— Start Extract —

Empire Guano Co. v. Ellis

Decision Date13 November 1923
Docket Number6 Div. 241.
Citation98 So. 38,19 Ala.App. 463
PartiesEMPIRE GUANO CO. v. ELLIS.
CourtAlabama Court of Appeals

Appeal from Circuit Court, Blount County; O. A. Steele, Judge.

Action by the Empire Guano Company against D. A. Ellis. From a judgment for defendant, plaintiff appeals. Affirmed.

James Kay, of Oneonta, for appellant.

Ward Nash & Fendley, of Oneonta, for appellee.

BRICKEN P.J.

The appellant brought its action against appellee in the court below, to recover the sum of $125.25, with accrued interest and the additional sum of $20 as a reasonable attorney's fee, all alleged to be due under a certain promissory note which is set out in the bill of exceptions.

The defendant interposed several pleas: (1) The general issue; (2) non est factum; (3, 4, and 5) interposed the defense of an alteration in the note sued on after its execution, without the knowledge or consent of the maker; (6) failure of consideration.

The complaint alleged that the note in question was executed by defendant on April 5, 1920, and was payable to Goddard Bros. & Copeland, and was indorsed to the plaintiff, the Empire Guano Company, for a valuable consideration before maturity and in the usual course of trade.

— End Extract —

> _Stated goal 1_
Pick out each line of the entries below that contains the string "loader", and copy those lines. Matching is case-sensitive.

— Start Data section —

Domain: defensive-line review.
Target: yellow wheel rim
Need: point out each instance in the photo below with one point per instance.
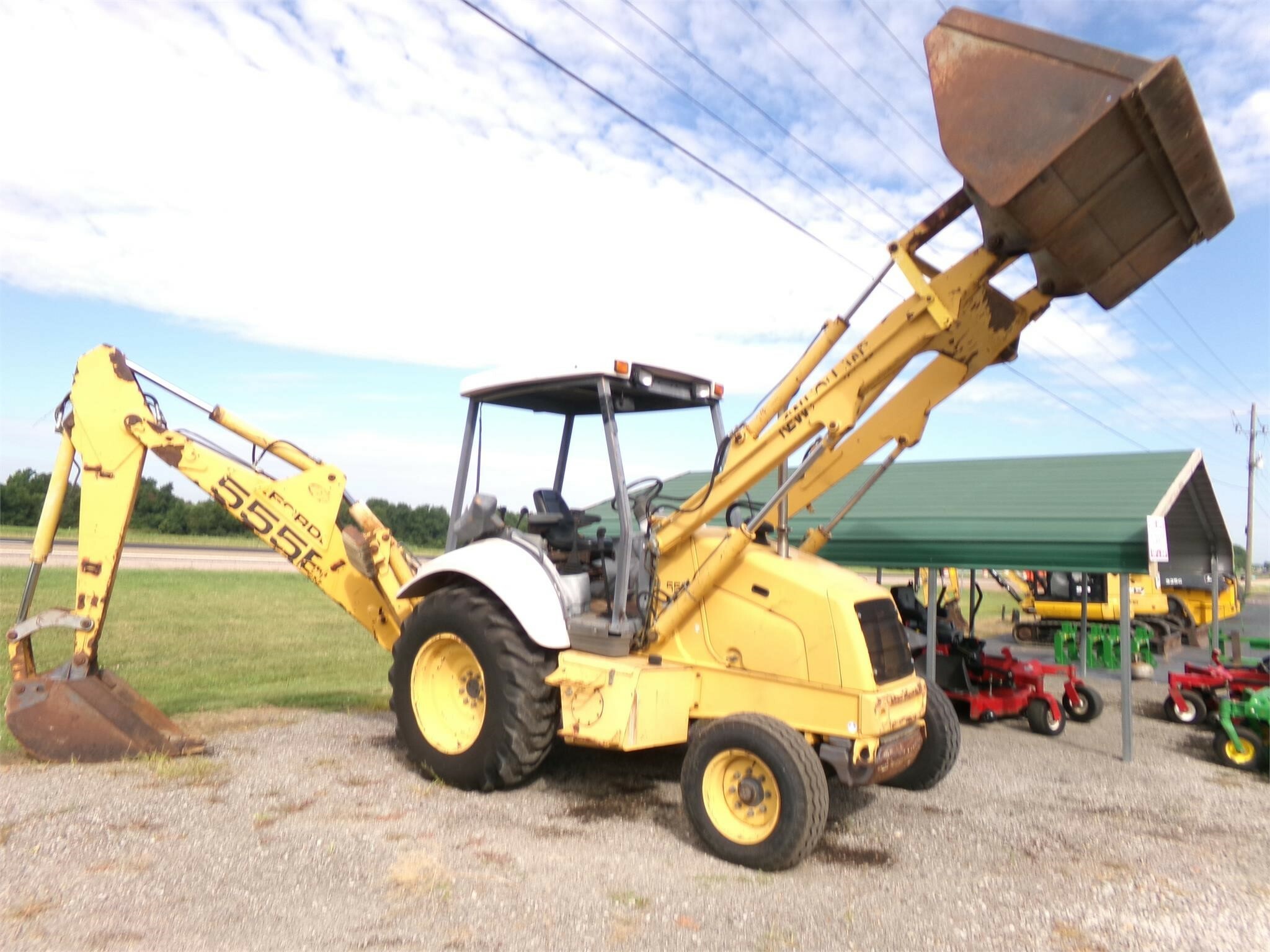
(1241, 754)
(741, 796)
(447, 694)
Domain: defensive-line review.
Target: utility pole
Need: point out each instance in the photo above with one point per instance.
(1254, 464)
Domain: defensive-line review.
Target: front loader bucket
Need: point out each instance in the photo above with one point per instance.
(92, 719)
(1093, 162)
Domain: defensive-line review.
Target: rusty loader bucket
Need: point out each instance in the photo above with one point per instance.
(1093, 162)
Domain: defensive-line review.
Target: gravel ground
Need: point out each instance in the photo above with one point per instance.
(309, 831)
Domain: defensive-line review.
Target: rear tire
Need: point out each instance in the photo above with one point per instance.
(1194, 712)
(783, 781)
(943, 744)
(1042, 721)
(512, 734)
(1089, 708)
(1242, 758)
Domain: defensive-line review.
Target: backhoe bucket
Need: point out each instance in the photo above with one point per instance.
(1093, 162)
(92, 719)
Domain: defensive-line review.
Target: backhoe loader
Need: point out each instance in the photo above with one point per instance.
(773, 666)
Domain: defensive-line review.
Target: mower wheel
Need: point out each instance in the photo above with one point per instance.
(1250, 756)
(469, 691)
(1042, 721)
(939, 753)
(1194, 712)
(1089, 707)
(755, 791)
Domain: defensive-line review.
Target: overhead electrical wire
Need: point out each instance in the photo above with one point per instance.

— End Data section —
— Start Data section —

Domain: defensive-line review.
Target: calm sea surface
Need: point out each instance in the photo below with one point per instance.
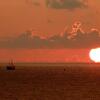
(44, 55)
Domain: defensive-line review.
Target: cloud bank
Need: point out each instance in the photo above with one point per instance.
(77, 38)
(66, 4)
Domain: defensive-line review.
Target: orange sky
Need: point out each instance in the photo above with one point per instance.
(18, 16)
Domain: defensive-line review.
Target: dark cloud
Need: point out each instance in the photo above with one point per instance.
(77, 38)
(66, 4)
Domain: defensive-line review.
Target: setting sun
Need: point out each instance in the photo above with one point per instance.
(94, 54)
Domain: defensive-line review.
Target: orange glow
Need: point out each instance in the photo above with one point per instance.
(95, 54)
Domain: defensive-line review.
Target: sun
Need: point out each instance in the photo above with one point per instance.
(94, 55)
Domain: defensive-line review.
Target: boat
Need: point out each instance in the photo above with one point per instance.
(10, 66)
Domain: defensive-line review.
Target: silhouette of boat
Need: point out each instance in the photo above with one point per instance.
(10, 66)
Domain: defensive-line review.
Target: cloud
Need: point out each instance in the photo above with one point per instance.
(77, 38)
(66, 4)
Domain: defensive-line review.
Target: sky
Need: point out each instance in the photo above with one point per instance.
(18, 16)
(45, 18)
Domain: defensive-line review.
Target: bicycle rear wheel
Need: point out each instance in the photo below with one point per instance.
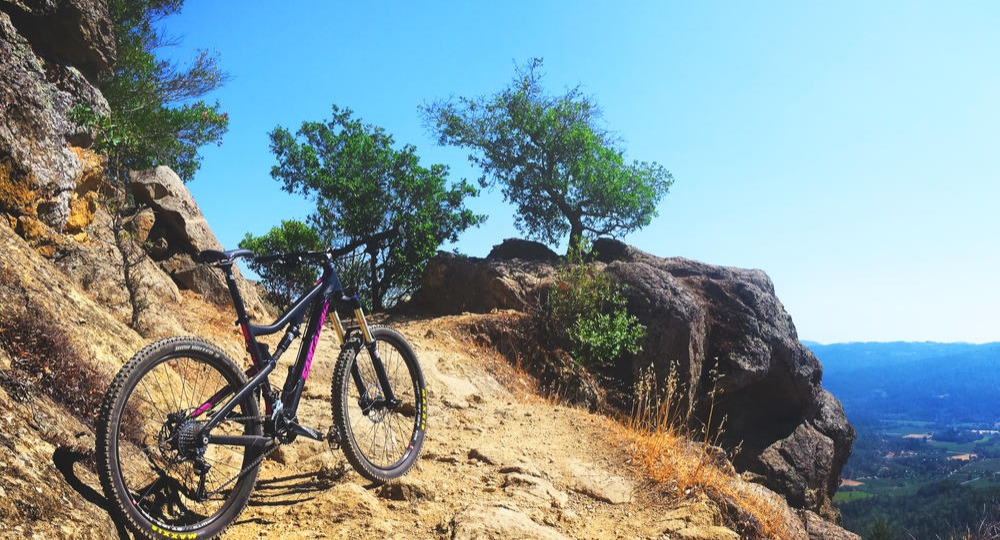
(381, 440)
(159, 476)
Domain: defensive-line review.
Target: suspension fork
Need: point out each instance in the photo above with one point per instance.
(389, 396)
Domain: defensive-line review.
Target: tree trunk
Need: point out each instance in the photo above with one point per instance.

— End Data section —
— Start Data section —

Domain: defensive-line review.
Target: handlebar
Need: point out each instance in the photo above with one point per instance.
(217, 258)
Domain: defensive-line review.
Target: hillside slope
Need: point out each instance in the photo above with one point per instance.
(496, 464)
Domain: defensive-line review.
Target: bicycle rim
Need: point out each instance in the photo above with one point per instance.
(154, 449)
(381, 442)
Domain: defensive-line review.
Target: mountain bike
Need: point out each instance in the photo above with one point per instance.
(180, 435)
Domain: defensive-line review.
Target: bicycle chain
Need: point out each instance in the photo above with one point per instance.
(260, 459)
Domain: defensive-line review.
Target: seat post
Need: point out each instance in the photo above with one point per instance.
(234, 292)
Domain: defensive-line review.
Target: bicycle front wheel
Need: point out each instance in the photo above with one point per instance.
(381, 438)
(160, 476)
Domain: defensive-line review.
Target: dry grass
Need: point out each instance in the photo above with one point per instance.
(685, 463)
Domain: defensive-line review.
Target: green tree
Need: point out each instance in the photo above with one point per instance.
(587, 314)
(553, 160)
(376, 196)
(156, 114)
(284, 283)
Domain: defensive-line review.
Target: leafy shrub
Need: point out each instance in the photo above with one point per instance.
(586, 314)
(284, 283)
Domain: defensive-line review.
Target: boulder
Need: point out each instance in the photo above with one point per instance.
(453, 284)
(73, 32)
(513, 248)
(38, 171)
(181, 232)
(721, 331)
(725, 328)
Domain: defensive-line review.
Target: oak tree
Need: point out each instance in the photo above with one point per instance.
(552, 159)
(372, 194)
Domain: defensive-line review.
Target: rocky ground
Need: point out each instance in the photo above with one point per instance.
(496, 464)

— End Data section —

> _Stated goal 2_
Rewrite the court opinion from "The appellant brought" up to and including "course of trade.", with every "defendant" replaced by "respondent".

> _Task solution 1_
Target: front loader bucket
Target: rusty loader bucket
Target: backhoe loader

> _Task solution 2_
The appellant brought its action against appellee in the court below, to recover the sum of $125.25, with accrued interest and the additional sum of $20 as a reasonable attorney's fee, all alleged to be due under a certain promissory note which is set out in the bill of exceptions.

The respondent interposed several pleas: (1) The general issue; (2) non est factum; (3, 4, and 5) interposed the defense of an alteration in the note sued on after its execution, without the knowledge or consent of the maker; (6) failure of consideration.

The complaint alleged that the note in question was executed by respondent on April 5, 1920, and was payable to Goddard Bros. & Copeland, and was indorsed to the plaintiff, the Empire Guano Company, for a valuable consideration before maturity and in the usual course of trade.